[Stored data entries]
:::

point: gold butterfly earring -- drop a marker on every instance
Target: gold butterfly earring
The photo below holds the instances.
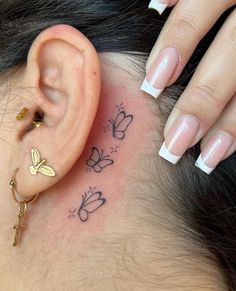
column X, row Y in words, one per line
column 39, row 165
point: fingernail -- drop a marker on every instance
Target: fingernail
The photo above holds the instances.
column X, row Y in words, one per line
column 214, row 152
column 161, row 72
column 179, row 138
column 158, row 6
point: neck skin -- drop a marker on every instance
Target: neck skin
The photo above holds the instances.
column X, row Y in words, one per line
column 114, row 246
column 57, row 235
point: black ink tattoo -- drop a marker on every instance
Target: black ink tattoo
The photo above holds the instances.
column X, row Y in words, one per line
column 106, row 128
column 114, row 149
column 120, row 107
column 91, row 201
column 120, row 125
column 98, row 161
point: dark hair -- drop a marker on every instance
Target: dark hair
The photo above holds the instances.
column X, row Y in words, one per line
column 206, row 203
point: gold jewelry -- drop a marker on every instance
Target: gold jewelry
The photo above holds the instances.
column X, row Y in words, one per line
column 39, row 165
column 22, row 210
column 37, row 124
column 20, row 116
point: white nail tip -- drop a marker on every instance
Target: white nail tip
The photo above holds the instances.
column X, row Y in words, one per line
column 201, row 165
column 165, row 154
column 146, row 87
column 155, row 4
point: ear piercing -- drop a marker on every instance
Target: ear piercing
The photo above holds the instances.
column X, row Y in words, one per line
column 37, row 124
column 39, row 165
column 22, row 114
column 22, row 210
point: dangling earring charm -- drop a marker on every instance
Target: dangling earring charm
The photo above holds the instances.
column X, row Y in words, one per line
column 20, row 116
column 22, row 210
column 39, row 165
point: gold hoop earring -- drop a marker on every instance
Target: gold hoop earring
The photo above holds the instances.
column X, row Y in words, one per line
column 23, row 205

:::

§ **Work required**
On how many lines of the records above does the word "hair" appear? Answer with only that number.

§ **Expected answer**
2